Jordanka Dimitrichkova, 86, who lives alone at her home in a suburb of the Bulgarian capital Sofia, shows the woodpile she stores inside her home as she tries to stay warm on Sunday.

Associated Press

Jordanka Dimitrichkova, 86, who lives alone at her home in a suburb of the Bulgarian capital Sofia, shows the woodpile she stores inside her home as she tries to stay warm on Sunday.

SUDZHA GAS METERING STATION, Russia — Teams of EU monitors deployed Sunday at natural gas transit sites along Ukraine's vast pipeline network, but still no gas flowed to a freezing Europe.

Russia refused to restart gas supplies that have been stalled since Wednesday, saying the deal for the monitors was made void by Ukraine, which signed the document but then issued what it called a "declaration" to accompany it.

The European Commission insisted the declaration could not change the agreement, but Russian President Dmitry Medvedev said the document was void unless Ukraine withdrew the declaration. He denounced the Ukrainian move as a "mockery of a common sense and a violation of previously reached agreements."

Russia has demanded monitors to track the movement of gas across Ukraine before it will restart supplies to other European countries. Russia stopped supplying gas to Ukraine on Jan. 1 amid a price dispute and later stopped supplying countries beyond Ukraine because it claimed Kiev was siphoning off the gas.

****************

§ PROBLEMS TO WORK ON:
- a) According to the article on the Russia-Ukraine gas dispute, on what date did Russia stop supplying gas to Ukraine?
- b) Please resume the gas dispute article after its last sentence, writing a few more paragraphs in the same news style.

§ GIVEN DATA:
****************

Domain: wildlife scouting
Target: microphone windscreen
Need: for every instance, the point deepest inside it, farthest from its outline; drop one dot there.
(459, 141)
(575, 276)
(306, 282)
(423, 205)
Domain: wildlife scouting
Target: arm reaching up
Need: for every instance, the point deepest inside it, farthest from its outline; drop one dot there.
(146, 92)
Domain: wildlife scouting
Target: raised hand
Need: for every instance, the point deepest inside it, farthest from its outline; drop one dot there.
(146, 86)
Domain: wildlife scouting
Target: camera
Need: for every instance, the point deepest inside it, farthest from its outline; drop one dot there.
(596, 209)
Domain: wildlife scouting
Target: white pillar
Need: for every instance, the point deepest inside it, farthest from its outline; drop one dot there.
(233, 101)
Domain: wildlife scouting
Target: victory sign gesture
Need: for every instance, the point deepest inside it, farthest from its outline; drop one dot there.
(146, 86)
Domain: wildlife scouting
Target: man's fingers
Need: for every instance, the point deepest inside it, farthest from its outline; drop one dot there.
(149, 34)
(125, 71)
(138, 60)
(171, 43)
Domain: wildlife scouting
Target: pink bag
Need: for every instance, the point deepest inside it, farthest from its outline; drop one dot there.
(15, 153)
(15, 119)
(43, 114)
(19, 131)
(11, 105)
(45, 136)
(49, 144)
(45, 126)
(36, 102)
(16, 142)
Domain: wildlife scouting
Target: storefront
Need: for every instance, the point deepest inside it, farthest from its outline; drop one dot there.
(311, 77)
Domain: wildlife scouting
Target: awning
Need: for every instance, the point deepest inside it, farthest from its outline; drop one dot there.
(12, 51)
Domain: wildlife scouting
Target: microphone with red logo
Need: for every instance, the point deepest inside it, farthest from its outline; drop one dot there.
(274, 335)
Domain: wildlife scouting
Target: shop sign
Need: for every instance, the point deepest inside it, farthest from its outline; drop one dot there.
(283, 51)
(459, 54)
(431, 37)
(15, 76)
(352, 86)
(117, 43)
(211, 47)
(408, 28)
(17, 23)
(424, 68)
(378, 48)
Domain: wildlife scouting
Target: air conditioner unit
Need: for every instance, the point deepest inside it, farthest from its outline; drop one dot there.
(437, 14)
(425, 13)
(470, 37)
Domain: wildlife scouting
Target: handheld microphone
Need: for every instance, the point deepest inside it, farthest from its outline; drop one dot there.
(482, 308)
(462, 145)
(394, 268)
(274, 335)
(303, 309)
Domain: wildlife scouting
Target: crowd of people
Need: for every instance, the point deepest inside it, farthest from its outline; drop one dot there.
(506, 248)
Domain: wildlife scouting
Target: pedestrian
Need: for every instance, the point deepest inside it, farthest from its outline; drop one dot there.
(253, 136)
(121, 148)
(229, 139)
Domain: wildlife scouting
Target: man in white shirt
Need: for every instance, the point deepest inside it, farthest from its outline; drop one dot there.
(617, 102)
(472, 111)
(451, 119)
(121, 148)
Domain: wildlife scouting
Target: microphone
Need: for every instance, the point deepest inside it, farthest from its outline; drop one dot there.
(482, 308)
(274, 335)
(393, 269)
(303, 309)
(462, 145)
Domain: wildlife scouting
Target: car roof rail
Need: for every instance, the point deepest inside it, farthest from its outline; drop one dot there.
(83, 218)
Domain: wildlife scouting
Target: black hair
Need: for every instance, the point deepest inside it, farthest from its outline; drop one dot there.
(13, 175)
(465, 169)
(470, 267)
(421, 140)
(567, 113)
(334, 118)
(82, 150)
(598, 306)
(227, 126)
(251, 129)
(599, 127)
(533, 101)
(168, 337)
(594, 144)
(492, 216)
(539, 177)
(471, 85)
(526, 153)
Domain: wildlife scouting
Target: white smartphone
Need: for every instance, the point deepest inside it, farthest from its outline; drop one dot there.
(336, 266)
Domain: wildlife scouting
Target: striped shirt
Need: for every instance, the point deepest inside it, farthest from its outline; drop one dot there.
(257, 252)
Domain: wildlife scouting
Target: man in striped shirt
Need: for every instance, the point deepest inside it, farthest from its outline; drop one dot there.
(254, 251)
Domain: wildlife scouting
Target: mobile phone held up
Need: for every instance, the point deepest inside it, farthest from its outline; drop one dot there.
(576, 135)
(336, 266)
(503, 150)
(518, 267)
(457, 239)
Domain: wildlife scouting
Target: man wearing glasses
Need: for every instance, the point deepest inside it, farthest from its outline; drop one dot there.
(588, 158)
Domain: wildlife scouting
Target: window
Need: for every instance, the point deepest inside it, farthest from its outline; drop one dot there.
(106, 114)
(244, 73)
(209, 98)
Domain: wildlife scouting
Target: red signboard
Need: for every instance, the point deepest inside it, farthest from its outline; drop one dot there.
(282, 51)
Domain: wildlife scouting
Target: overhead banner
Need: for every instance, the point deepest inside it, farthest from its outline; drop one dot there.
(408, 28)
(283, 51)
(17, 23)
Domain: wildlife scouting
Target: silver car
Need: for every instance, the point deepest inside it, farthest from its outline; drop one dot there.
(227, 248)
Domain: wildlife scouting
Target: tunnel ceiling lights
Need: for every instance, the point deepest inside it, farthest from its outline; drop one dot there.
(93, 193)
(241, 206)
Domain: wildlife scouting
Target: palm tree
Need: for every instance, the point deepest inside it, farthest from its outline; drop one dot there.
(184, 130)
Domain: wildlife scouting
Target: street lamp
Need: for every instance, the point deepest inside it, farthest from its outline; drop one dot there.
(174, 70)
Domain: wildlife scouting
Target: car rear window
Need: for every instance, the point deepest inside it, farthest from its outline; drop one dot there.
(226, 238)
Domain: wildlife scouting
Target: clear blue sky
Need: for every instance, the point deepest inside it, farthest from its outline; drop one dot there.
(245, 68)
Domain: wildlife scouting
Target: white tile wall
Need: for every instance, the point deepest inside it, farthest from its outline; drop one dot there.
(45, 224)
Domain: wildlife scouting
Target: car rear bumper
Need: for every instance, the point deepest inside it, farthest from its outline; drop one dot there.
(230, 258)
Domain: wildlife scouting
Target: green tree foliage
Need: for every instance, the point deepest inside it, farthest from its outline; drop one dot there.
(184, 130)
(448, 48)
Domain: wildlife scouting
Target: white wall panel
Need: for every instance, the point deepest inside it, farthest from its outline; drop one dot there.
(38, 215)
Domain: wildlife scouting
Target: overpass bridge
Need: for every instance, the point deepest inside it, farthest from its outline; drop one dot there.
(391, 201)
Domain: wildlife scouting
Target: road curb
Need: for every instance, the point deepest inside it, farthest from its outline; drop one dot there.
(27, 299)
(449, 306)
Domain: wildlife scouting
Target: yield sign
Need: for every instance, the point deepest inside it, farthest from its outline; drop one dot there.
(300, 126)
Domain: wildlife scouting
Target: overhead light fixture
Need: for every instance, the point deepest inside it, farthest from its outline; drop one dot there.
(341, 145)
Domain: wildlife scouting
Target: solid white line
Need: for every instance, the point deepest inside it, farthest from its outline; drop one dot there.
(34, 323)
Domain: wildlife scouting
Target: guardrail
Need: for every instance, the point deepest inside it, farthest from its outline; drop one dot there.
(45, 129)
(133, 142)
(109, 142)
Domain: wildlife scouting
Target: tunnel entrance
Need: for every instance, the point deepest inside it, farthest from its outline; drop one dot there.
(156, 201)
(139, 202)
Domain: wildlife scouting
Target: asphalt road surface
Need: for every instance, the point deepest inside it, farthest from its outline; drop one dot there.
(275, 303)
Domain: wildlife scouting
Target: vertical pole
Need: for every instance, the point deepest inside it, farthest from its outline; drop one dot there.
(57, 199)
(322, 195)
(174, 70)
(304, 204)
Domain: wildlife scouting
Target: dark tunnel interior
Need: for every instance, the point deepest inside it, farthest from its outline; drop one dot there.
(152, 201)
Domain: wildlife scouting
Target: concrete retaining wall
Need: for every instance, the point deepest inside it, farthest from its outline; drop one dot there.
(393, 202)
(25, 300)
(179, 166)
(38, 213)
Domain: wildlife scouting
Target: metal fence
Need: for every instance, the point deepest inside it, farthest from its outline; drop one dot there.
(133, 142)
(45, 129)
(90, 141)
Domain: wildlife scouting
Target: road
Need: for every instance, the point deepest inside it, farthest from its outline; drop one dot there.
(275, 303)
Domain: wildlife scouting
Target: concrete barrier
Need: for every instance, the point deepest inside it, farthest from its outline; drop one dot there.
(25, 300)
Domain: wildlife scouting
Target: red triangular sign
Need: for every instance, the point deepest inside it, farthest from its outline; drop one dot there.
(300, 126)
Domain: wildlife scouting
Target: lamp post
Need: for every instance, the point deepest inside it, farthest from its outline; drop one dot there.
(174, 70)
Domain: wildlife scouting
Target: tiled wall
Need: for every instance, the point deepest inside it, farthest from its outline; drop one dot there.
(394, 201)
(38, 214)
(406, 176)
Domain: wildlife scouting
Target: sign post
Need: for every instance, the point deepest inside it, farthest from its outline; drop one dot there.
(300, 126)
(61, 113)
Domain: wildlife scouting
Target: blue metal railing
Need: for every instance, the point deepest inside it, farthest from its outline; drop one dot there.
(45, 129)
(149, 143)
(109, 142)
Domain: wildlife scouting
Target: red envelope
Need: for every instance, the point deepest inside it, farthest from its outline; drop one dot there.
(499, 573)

****************

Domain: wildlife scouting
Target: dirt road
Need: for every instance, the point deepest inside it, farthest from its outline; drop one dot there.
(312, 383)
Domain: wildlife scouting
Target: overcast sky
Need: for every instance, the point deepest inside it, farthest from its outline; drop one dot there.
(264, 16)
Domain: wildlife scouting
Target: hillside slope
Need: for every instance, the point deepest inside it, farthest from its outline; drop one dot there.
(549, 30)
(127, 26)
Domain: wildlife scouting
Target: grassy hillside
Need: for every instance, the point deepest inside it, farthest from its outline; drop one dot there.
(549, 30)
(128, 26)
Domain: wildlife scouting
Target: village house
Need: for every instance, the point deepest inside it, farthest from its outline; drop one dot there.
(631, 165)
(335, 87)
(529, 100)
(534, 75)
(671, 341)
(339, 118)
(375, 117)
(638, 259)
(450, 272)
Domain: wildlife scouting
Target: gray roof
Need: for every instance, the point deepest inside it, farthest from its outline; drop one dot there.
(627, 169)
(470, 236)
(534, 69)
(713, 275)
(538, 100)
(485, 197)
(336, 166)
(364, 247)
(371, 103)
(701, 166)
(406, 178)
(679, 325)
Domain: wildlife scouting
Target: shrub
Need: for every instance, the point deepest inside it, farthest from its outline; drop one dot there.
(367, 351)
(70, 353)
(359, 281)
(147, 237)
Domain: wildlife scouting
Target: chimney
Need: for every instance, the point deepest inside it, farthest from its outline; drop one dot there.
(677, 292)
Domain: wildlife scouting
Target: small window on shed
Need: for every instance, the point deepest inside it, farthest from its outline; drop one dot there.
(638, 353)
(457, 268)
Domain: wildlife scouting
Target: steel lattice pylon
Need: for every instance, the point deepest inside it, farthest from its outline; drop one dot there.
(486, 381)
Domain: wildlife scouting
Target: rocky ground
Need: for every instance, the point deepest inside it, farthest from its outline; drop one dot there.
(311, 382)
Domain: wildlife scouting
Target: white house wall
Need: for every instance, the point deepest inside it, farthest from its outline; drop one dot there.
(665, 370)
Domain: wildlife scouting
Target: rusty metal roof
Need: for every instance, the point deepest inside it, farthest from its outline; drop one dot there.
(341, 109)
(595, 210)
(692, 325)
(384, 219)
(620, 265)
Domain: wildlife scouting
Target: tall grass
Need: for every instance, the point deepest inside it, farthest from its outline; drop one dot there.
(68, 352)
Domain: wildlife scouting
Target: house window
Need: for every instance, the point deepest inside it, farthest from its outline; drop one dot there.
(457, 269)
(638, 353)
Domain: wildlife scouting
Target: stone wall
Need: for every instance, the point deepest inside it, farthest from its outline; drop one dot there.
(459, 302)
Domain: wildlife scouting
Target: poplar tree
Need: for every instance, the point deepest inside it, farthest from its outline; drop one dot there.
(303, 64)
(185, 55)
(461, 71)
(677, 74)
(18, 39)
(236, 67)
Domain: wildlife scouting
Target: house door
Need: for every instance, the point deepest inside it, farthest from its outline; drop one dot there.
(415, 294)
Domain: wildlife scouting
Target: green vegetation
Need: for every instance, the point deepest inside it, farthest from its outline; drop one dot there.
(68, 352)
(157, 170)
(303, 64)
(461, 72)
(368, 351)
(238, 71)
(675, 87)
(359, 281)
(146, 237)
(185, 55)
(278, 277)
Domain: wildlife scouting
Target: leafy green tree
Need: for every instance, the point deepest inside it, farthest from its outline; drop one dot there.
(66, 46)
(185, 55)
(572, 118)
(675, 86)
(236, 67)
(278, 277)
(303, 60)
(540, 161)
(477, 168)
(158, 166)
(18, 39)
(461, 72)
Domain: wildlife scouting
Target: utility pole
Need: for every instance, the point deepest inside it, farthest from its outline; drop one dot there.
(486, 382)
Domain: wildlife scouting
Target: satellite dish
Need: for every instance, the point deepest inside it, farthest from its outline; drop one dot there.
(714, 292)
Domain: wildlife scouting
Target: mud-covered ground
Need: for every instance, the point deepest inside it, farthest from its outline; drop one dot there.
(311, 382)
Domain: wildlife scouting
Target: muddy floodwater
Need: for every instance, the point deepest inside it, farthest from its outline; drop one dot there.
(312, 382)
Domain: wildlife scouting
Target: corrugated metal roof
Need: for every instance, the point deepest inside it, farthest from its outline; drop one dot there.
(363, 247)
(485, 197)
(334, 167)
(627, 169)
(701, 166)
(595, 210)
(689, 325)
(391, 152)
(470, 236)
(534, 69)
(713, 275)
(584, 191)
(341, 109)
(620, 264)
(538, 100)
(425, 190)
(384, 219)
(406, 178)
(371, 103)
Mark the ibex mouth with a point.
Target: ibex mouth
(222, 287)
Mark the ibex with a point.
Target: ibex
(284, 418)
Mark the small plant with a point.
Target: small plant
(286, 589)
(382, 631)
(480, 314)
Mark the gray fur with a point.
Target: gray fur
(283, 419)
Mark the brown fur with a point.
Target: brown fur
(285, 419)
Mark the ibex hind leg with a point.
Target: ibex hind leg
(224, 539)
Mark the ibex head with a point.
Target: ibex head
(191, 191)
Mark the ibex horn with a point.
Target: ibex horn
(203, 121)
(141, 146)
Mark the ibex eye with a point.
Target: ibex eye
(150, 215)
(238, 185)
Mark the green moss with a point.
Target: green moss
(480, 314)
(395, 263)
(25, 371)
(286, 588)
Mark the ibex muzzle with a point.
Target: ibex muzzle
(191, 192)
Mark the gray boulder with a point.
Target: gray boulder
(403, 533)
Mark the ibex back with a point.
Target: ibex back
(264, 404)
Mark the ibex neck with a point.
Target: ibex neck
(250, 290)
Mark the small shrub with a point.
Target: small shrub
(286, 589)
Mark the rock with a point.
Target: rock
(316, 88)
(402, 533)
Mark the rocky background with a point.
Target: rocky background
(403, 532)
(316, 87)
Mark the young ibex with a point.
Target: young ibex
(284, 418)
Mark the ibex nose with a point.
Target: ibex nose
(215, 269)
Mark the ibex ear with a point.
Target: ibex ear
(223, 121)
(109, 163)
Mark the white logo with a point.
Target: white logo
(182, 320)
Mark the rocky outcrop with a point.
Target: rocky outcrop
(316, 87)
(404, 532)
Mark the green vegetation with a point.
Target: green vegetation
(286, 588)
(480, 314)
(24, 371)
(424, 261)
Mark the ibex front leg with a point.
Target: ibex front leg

****************

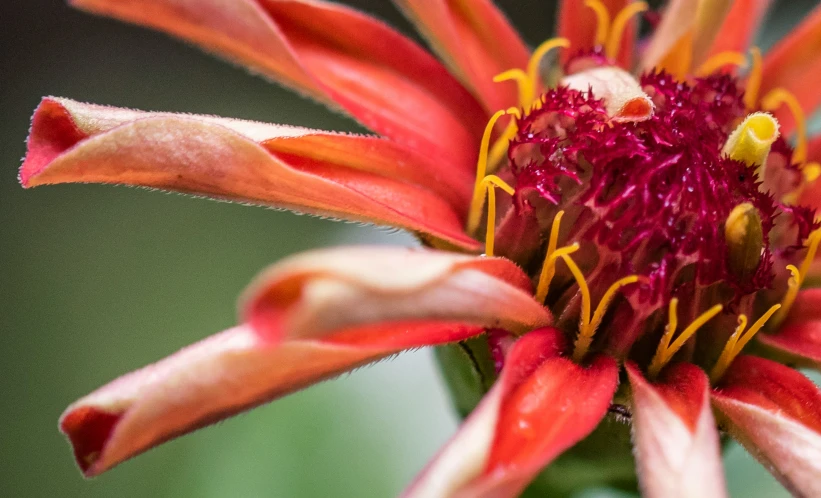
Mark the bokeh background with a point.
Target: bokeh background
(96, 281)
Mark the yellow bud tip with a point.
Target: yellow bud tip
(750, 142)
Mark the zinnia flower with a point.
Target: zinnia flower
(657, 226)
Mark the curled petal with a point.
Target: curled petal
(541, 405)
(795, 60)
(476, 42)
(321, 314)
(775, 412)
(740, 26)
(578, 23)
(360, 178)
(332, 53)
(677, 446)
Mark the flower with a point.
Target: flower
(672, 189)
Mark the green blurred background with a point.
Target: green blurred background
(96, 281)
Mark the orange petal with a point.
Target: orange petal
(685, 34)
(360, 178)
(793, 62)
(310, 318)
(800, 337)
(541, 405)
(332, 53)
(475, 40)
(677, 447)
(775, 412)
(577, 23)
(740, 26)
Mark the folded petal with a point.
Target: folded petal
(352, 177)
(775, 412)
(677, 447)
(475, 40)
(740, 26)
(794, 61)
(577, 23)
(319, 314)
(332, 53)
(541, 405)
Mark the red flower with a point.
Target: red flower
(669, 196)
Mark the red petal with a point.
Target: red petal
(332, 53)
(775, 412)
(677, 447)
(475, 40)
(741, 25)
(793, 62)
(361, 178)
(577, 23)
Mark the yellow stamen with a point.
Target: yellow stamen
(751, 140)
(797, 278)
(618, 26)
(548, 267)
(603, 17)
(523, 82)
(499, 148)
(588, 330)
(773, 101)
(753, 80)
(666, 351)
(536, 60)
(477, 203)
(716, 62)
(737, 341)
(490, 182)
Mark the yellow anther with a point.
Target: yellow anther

****************

§ RESULTS IN ORDER:
- a) On Jan. 1.

- b)
Russia's Prime Minister Vladimir Putin told EU Commission President Jose Manuel Barroso in a phone conversation that Russia considers any supplements to the deal unacceptable. He added that the Ukrainian declaration defies the pact and refers to commercial issues that aren't part of it.

Bohdan Sokolovsky, an energy adviser to the Ukrainian president, insisted the declaration was only a statement explaining the Ukrainian position. He accused Moscow of exerting political and economic pressure on Ukraine.

"Russia has turned the gas war into a gas circus where bears have already forgotten that they can be tamed," Sokolovsky said. "The Kremlin is consciously creating conflict."

Even before the gas cutoff, Russia and Ukraine had been at odds over Ukraine's efforts to join NATO and its support for the former Soviet republic of Georgia in its war with Russia in August. Last week, U.S. officials had warned Russia not to use its energy resources as a weapon against Europe.

Russia supplies about one-quarter of the EU's natural gas, 80 percent of it shipped through Ukraine, and the disruption has come as the continent is gripped by subfreezing temperatures in which at least 11 people have frozen to death.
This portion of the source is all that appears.